Begin
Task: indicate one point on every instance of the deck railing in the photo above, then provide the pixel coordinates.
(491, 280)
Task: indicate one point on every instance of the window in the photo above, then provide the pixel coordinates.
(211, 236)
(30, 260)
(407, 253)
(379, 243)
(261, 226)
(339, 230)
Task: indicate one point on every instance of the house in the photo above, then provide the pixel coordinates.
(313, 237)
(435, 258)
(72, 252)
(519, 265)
End
Begin
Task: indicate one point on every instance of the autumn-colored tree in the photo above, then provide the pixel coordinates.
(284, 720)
End
# Set problem
Locate every line in the records that contains the word "Task" and copy each one out in full, treating uppercase and lowercase as distinct.

# Output of the exercise
Task: indicate one point on every instance of the deck railing in the photo above, then provide the pixel coordinates.
Task: indicate one point on every instance of the window in the photo above, then provide the pixel coordinates.
Task: indicate one point on every instance of the house in the photo above, then provide the pixel coordinates.
Task: indicate one point on every instance of the autumn-colored tree in the photo above, then provide the pixel coordinates.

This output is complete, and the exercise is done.